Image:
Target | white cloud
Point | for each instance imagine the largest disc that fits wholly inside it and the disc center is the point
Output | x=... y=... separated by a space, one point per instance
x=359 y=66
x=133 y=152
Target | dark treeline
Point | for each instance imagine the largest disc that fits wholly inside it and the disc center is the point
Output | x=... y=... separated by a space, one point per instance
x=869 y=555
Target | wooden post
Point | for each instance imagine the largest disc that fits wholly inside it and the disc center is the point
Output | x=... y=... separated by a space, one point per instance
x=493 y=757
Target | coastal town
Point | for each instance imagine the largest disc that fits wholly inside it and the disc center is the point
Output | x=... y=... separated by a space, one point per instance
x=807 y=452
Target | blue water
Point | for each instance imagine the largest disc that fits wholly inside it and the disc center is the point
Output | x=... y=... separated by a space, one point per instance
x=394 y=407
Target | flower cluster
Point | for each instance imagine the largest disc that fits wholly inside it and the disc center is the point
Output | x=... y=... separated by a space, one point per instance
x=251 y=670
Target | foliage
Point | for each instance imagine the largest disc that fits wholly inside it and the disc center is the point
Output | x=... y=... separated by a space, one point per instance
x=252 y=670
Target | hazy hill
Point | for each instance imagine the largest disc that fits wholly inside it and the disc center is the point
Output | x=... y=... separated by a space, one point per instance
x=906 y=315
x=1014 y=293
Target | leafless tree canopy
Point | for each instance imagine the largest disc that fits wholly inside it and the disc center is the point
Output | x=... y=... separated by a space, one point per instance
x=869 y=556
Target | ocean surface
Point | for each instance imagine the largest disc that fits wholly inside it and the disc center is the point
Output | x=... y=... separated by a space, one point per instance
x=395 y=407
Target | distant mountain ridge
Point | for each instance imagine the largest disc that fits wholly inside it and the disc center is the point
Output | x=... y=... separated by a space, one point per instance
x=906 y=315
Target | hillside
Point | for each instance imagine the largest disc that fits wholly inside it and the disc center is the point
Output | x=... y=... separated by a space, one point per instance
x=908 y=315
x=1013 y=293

— To be done —
Print all of the records above verbatim, keeping every line unchanged and in its original order.

— Exercise solution —
Image:
Target | white cloud
Point | for each instance imagine the largest disc that fits wholly inside it and the disc center is the point
Output | x=... y=... separated by a space, one point per instance
x=359 y=66
x=133 y=152
Target | dark treeline
Point | for each instance imagine the largest disc that fits wholly inside it and the disc center is the point
Output | x=... y=... separated by a space, one point per instance
x=869 y=555
Target | wooden post
Point | for each instance imagine the largest disc that fits wholly inside it and the disc center is the point
Output | x=... y=... separated by a space, one point per instance
x=493 y=757
Target | coastal town
Point | for each instance imagine the largest disc that fits wholly inside it and the disc center is the point
Output | x=... y=... separated by a space, one point per instance
x=807 y=452
Target | blue water
Point | for each instance imagine the largest disc that fits wholly inside it and the disc center is the point
Output | x=... y=... separated by a space, one point per instance
x=394 y=407
Target | flower cluster
Point | for each instance imagine the largest disc that fits wholly inside it and the disc center is the point
Output | x=... y=... separated by a space, one point per instance
x=251 y=670
Target | foliage
Point | for each instance imagine the largest disc that fits wholly inside it and the disc center is the point
Output | x=... y=... separated by a space, one point per instance
x=252 y=670
Target | hazy hill
Point | for each instance imagine the largest disc that fits wholly inside it and the disc center is the point
Output | x=... y=... separated by a space, one point per instance
x=906 y=315
x=1014 y=293
Target | leafless tree canopy
Point | for each instance imagine the largest disc that fits wholly inside it and the disc center is the point
Output | x=... y=... separated by a space, one point per instance
x=869 y=556
Target | ocean surface
Point | for each instance imagine the largest disc that fits wholly inside it and the disc center is the point
Output | x=... y=... separated by a space, one point per instance
x=395 y=407
Target | distant mountain ridge
Point | for each instance imagine the largest disc that fits wholly inside it and the disc center is the point
Output | x=... y=... separated by a space, one point per instance
x=906 y=315
Target | hillside
Point | for each instance imagine the largest disc that fits wholly inside it and the disc center is the point
Output | x=... y=... separated by a space, one point per instance
x=908 y=315
x=1013 y=293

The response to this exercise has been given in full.